● Job 1
Report every line of the records that contains the word "woman", copying each line in full. Case counts.

● Selected passage
▬▬▬▬▬▬

Review of “This my Story” by Louis Francis Budenz

August 31, 2011

Budenz was Communist and became an anti-Communist and this book is his memoirs.

When I think of former-Communist memoirs, I think of Witness. The story in Witness is much simpler. Chambers was a Soviet agent and he became a Conservative. That’s a narrative that both sides can easily comprehend.

Budenz’s story will make you more uncomfortable. His political ideology doesn’t seem to change at all as he moves from Catholicism to Communism (as a Soviet agent) and then back to Catholicism (as an active anti-Communist). Communism for him, is completely synonymous with the positions of the Soviet Union. Eventually he leaves "Communism" and becomes a Catholic. Again, at no point do any of his political opinions seem to change – if they did, he apparently didn’t think it worth mentioning in his memoirs.

Frankly, the memoir isn’t that good. It’s somewhat jumbled and much of it is about his Catholic beliefs, which are not extraordinary. It’s the whole "working for the Soviets" bit that’s interesting. He’s somewhat cagey on these details. So, instead of trying to make sense of his writings, I’ll just summarize the interesting anecdotes.

▬▬▬▬▬▬

Point labeling records:
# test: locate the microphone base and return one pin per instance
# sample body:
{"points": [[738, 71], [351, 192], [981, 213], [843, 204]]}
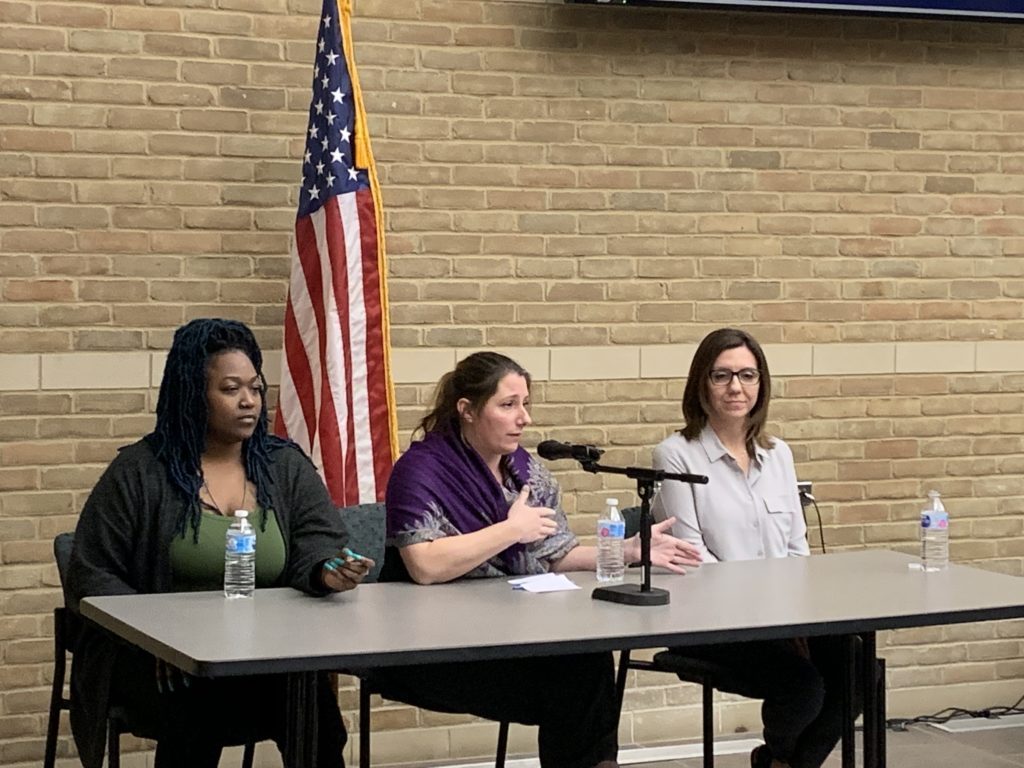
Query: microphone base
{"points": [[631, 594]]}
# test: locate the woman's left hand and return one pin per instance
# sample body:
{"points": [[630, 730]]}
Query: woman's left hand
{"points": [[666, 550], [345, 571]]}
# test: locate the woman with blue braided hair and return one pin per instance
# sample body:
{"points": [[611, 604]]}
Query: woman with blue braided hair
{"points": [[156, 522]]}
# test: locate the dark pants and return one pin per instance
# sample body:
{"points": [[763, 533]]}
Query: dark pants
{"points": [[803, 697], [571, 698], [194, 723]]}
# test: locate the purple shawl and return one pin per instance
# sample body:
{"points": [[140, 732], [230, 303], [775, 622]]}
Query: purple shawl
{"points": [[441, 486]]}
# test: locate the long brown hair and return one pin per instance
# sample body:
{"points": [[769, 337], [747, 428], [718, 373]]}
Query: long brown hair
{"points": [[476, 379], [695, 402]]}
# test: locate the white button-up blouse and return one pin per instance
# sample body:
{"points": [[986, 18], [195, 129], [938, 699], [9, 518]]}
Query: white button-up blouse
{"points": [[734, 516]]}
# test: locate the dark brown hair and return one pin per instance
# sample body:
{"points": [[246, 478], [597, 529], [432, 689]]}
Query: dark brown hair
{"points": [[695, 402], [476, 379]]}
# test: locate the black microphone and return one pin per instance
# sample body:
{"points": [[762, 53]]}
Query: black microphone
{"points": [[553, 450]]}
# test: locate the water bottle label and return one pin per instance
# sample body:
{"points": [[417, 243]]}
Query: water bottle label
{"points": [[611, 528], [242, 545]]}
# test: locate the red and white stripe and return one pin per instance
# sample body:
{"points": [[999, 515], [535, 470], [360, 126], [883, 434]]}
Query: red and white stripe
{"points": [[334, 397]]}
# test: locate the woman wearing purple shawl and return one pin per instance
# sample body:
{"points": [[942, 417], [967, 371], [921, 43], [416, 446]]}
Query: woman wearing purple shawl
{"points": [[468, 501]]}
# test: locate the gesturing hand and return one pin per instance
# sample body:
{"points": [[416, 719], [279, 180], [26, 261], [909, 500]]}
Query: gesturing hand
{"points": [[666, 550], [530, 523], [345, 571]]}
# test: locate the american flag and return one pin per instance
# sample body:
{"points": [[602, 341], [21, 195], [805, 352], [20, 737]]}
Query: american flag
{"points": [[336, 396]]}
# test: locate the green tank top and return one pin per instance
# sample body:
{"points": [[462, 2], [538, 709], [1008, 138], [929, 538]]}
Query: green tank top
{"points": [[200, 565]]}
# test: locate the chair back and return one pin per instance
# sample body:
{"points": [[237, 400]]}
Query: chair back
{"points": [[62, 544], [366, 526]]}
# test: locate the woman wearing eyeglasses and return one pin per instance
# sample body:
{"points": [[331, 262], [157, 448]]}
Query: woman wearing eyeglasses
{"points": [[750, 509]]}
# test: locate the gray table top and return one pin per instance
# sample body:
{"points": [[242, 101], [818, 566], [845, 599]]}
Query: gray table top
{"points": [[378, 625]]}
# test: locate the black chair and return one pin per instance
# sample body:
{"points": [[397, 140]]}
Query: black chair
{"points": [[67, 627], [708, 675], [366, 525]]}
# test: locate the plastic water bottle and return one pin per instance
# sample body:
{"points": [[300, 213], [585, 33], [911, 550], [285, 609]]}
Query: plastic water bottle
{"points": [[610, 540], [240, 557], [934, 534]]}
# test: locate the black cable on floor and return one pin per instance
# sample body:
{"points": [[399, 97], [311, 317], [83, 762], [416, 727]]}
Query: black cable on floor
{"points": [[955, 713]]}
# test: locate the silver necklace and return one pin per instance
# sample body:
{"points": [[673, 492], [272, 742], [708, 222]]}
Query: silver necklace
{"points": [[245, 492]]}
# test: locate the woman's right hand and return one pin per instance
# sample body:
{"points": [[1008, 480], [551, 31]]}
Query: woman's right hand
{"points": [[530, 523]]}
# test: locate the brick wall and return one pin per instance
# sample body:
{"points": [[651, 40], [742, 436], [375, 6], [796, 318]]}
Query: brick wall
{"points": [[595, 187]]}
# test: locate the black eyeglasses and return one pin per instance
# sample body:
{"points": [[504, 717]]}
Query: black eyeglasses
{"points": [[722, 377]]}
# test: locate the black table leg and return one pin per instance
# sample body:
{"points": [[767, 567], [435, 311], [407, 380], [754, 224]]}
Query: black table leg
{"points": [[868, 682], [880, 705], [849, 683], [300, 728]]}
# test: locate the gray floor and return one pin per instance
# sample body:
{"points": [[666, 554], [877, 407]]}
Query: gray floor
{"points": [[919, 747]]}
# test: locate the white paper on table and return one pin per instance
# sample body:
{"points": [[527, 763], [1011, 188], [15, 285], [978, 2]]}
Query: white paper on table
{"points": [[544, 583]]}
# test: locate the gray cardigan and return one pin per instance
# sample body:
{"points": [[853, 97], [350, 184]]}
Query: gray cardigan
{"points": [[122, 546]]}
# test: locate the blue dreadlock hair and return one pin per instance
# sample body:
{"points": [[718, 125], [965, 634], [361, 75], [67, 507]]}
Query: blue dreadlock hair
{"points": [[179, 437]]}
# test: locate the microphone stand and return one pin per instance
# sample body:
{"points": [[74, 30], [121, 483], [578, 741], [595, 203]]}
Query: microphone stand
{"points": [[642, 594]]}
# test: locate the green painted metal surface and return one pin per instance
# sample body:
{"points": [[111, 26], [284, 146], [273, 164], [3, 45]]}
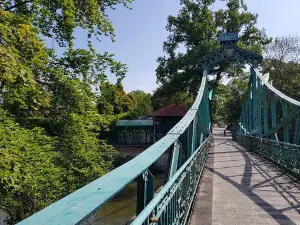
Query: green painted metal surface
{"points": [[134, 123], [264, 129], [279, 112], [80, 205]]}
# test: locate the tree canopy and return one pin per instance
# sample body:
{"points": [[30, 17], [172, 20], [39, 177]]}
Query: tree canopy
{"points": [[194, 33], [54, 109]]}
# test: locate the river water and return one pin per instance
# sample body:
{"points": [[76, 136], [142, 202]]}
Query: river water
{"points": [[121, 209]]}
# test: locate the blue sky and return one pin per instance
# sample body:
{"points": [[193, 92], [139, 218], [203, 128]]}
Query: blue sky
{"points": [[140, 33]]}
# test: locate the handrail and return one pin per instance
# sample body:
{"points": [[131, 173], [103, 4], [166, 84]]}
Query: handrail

▬▬▬▬▬▬

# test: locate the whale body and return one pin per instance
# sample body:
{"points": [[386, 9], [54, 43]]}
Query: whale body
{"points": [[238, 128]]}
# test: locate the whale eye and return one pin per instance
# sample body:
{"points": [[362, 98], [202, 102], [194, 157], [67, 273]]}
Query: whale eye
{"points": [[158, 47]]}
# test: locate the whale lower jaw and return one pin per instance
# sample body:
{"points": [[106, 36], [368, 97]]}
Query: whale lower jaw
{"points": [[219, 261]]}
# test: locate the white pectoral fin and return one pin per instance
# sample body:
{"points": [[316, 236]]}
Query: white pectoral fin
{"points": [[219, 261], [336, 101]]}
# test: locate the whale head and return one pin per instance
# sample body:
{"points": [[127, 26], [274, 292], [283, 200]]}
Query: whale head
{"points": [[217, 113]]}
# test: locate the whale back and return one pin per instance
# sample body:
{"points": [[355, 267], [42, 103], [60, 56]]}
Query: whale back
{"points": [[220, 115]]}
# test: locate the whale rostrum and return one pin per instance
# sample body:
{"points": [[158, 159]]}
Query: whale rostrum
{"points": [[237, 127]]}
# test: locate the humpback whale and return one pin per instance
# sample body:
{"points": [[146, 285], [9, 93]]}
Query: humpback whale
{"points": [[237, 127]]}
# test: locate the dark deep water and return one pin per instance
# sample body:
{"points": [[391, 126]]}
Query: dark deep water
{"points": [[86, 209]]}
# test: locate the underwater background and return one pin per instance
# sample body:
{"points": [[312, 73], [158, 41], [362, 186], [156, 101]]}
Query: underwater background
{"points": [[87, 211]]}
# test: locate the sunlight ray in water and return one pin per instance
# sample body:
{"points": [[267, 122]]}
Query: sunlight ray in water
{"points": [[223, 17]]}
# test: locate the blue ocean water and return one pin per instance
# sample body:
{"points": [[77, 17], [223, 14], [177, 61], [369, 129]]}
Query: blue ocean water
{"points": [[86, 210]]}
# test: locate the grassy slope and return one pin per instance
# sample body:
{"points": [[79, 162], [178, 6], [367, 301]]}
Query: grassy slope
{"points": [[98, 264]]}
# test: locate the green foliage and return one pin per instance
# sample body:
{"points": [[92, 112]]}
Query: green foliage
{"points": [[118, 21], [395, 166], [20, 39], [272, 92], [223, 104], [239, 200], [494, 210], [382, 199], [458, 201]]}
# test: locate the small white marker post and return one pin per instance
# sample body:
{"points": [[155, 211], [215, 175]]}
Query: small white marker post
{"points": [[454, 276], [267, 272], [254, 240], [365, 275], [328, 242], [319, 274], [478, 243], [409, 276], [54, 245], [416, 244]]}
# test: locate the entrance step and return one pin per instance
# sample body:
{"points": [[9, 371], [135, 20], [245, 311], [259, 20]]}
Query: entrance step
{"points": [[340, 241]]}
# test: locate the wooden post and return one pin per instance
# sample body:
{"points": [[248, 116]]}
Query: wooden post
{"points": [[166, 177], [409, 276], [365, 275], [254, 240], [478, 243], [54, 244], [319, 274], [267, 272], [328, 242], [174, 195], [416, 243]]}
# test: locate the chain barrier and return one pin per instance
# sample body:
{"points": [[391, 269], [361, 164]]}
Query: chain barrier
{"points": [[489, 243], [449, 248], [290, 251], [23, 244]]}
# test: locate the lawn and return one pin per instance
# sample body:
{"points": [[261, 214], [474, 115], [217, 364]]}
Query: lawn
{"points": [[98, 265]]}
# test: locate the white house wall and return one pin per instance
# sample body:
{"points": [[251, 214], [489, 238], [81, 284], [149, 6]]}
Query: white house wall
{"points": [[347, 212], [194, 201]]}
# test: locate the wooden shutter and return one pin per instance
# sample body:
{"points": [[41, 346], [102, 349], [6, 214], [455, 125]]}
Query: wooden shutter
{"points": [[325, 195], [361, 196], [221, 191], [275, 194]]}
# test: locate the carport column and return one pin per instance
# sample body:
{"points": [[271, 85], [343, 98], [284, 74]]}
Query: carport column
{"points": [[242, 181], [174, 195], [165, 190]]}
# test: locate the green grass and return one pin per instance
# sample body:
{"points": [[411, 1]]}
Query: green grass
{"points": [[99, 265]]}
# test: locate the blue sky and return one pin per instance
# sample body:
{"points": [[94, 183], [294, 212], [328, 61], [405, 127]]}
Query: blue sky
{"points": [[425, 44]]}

▬▬▬▬▬▬

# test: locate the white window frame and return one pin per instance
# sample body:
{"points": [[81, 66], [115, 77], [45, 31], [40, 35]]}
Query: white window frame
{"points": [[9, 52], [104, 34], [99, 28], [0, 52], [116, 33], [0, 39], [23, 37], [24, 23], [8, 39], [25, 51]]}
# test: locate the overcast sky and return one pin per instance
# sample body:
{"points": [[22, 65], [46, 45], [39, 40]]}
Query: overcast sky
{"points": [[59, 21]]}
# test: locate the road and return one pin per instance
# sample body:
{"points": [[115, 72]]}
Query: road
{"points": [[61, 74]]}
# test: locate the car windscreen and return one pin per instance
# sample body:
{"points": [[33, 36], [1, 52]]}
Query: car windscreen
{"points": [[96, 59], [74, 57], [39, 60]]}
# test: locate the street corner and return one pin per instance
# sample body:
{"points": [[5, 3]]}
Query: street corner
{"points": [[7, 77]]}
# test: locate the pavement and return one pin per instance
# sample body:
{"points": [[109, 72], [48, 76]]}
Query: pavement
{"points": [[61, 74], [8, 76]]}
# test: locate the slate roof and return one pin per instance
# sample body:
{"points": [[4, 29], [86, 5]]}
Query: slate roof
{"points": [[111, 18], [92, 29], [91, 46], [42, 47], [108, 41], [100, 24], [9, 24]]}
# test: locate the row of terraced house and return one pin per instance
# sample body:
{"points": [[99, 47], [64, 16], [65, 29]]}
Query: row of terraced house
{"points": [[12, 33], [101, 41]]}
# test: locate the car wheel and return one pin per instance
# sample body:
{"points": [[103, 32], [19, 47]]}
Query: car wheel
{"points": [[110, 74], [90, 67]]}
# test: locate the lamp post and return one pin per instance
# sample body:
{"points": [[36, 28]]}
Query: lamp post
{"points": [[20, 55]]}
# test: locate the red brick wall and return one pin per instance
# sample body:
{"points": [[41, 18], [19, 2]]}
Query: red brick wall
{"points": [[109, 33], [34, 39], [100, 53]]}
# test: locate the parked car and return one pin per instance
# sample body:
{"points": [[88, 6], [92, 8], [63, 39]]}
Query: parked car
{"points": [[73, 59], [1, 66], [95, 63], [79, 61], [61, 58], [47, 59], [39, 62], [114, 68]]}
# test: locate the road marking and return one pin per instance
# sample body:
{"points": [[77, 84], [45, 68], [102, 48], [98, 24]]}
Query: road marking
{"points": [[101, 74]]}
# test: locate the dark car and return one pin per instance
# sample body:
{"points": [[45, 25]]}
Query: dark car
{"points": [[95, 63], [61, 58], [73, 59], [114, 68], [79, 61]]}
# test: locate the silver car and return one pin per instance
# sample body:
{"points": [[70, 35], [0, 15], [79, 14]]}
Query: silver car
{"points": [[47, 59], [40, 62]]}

▬▬▬▬▬▬

● Job 2
Update the stretch of the review from "Budenz’s story will" through "the interesting anecdotes.", replacing "anecdotes" with "stories".

● Result 1
# test: locate the woman's left hand and return one pin per instance
Query: woman's left hand
# test: locate the woman with blue braided hair and return one pin per instance
Query: woman with blue braided hair
# test: locate the woman wearing purple shawl and return one pin per instance
Query: woman wearing purple shawl
# test: locate the woman wearing eyeglasses and return one pin per instance
Query: woman wearing eyeglasses
# test: locate the woman's right hand and return one pin per instance
Query: woman's right hand

● Result 2
Budenz’s story will make you more uncomfortable. His political ideology doesn’t seem to change at all as he moves from Catholicism to Communism (as a Soviet agent) and then back to Catholicism (as an active anti-Communist). Communism for him, is completely synonymous with the positions of the Soviet Union. Eventually he leaves "Communism" and becomes a Catholic. Again, at no point do any of his political opinions seem to change – if they did, he apparently didn’t think it worth mentioning in his memoirs.

Frankly, the memoir isn’t that good. It’s somewhat jumbled and much of it is about his Catholic beliefs, which are not extraordinary. It’s the whole "working for the Soviets" bit that’s interesting. He’s somewhat cagey on these details. So, instead of trying to make sense of his writings, I’ll just summarize the interesting stories.